Data extracted from a collection:
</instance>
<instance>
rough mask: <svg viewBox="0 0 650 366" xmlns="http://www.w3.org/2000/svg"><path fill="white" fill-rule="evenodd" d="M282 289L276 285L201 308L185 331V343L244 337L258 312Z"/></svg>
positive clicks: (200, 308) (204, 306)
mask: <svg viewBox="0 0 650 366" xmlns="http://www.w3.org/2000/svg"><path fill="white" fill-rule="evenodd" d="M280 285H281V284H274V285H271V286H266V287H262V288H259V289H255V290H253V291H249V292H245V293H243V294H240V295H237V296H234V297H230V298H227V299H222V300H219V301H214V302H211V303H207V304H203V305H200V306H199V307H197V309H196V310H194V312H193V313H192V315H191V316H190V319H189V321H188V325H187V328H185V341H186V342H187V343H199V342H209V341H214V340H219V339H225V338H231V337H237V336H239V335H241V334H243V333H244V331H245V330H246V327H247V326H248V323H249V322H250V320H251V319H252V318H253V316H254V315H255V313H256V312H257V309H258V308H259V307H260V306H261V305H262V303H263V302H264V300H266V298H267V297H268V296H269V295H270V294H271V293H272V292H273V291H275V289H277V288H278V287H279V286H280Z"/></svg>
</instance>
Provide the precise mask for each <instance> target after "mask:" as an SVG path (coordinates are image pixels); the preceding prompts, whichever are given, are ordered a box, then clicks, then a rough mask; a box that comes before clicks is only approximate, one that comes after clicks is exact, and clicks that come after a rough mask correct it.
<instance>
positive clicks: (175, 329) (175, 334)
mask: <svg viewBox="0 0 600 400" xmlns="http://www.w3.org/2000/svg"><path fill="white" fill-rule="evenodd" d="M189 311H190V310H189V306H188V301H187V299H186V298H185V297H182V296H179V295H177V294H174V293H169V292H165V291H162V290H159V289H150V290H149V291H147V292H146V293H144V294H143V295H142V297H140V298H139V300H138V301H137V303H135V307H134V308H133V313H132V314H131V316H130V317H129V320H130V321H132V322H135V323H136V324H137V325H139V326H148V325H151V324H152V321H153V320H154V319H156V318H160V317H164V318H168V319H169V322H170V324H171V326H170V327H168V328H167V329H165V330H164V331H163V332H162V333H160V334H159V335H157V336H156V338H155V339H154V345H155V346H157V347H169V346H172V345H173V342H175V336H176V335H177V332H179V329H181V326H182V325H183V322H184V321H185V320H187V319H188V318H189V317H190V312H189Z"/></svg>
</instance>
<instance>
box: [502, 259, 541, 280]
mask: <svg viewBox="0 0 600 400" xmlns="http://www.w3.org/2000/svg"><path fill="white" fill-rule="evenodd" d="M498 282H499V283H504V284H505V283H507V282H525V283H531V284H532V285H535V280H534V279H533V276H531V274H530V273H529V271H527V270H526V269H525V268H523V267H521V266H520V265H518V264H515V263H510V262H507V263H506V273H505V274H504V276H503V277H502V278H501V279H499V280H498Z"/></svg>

> **Task**
Set down the records once more, character for character.

> **Written response**
</instance>
<instance>
rough mask: <svg viewBox="0 0 650 366" xmlns="http://www.w3.org/2000/svg"><path fill="white" fill-rule="evenodd" d="M282 289L276 285L201 308L185 331V343L244 337L258 312Z"/></svg>
positive clicks: (200, 308) (204, 306)
mask: <svg viewBox="0 0 650 366" xmlns="http://www.w3.org/2000/svg"><path fill="white" fill-rule="evenodd" d="M280 285H281V284H274V285H271V286H266V287H262V288H259V289H255V290H253V291H249V292H245V293H243V294H240V295H237V296H234V297H230V298H227V299H222V300H219V301H214V302H211V303H207V304H203V305H200V306H199V307H197V309H196V310H194V312H193V313H192V315H191V316H190V319H189V321H188V325H187V328H185V341H186V342H187V343H199V342H209V341H214V340H219V339H225V338H231V337H237V336H239V335H241V334H243V333H244V331H245V330H246V327H247V326H248V323H249V322H250V320H251V319H252V318H253V316H254V315H255V313H256V312H257V309H258V308H259V307H260V306H261V305H262V303H263V302H264V300H266V298H267V297H268V296H269V295H270V294H271V293H272V292H273V291H275V289H277V288H278V287H279V286H280Z"/></svg>
</instance>
Provide the precise mask for each <instance> target after "mask:" as an SVG path (coordinates are image pixels); the preceding prompts, whichever are given, are ordered a box, then clicks, then a rough mask; a box that comes before clicks is only approximate, one that comes after clicks is exact, and clicks that come after a rough mask correct it.
<instance>
positive clicks: (175, 329) (175, 334)
mask: <svg viewBox="0 0 600 400" xmlns="http://www.w3.org/2000/svg"><path fill="white" fill-rule="evenodd" d="M189 311H190V310H189V306H188V301H187V299H186V298H185V297H182V296H179V295H177V294H174V293H169V292H165V291H162V290H159V289H150V290H149V291H147V292H146V293H144V294H143V295H142V297H140V298H139V300H138V301H137V303H135V307H134V308H133V313H132V314H131V316H130V317H129V320H130V321H132V322H135V323H136V324H137V325H139V326H148V325H151V324H152V321H153V320H154V319H156V318H160V317H164V318H168V319H169V322H170V324H171V326H170V327H168V328H167V329H165V330H164V331H163V332H162V333H160V334H159V335H157V336H156V338H155V339H154V345H155V346H157V347H169V346H172V345H173V342H175V336H176V335H177V332H179V329H181V326H182V325H183V322H184V321H185V320H187V319H188V318H189V317H190V312H189Z"/></svg>
</instance>
<instance>
box: [502, 259, 541, 280]
mask: <svg viewBox="0 0 600 400" xmlns="http://www.w3.org/2000/svg"><path fill="white" fill-rule="evenodd" d="M498 282H499V283H504V284H505V283H507V282H525V283H531V284H532V285H535V280H534V279H533V276H531V274H530V273H529V271H527V270H526V269H525V268H523V267H521V266H520V265H518V264H515V263H510V262H507V263H506V273H505V274H504V276H503V277H502V278H501V279H499V280H498Z"/></svg>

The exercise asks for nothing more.